■ **EXERCISE REQUIREMENTS**
Return each line of the data below that contains the string "Thank".

■ **PROVIDED RECORDS**
## Begin

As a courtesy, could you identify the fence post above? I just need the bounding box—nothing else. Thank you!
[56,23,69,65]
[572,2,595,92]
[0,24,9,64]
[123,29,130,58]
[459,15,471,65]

## End

■ **CORRECT ANSWER**
As a courtesy, could you identify the fence post above? I just need the bounding box—nothing else. Thank you!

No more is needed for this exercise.